◆ INSTRUCTIONS ◆
1. Set down everything in the Jrue Holiday piece from "Superficial Stats. This" down to "these numbers alone.", word for word.
2. Answer these from the Jrue Holiday piece:
(a) How many years did it take Andre Iguodala to get strong All-Star consideration?
(b) How many assists a game is Holiday averaging?
(c) How many turnovers a game does he average now?

◆ TEXT SEGMENT ◆

-- Begin --

Is Jrue Holiday an All-Star? Breaking Down the Damaja's Mid-Season Qualifications

Is Jrue Holiday an All-Star? Breaking Down the Damaja's Mid-Season Qualifications

It's pretty cool to even be talking about All-Star consideration for one
of our young, homegrown guys this season. It took Andre Iguodala eight
years and a lucky hot start from the Sixers to be given even strong
consideration for the All-Star team, but this year, fourth-year point
guard Jrue Holiday is putting up career-best, Most Improved Player-type
numbers that have forced his name into the discussion. However, the
Damaja's case is far from cut and dry, so let's analyze his chances from
five relevant factors and see what kind of odds he has of making it to
H-Town this All-Star Weekend:


Superficial Stats. This is the category where Jrue is the
strongest. His first-level stats—the kind you'd see in a box-score—are
almost across-the-board excellent. Not only is he third in the league in
assists with his 8.9 a game, but he's thirteenth in the league in
scoring with his 18.9 a game. His 45% shooting and 36% from three are
very acceptable for a point guard, and even though he still turns the
ball over too much (3.7 a game, one of the league leaders), that number
is down from the league-leading four-something he was averaging earlier,
and is no longer such a blight on his resume. He's also grabbing four
rebounds a game and averaging over a steal per, for a very strong
overall stat line. There's no question that Jrue is a worthy All-Star by
these numbers alone.

-- End --

◆ DATA SHOWN ◆
-- Begin --

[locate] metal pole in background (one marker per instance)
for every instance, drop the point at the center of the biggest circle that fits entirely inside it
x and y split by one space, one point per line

-- End --

◆ ANSWERS PER TASK ◆
1.
Superficial Stats. This is the category where Jrue is the
strongest. His first-level stats—the kind you'd see in a box-score—are
almost across-the-board excellent. Not only is he third in the league in
assists with his 8.9 a game, but he's thirteenth in the league in
scoring with his 18.9 a game. His 45% shooting and 36% from three are
very acceptable for a point guard, and even though he still turns the
ball over too much (3.7 a game, one of the league leaders), that number
is down from the league-leading four-something he was averaging earlier,
and is no longer such a blight on his resume. He's also grabbing four
rebounds a game and averaging over a steal per, for a very strong
overall stat line. There's no question that Jrue is a worthy All-Star by
these numbers alone.

2.
(a) Eight years.
(b) 8.9.
(c) 3.7.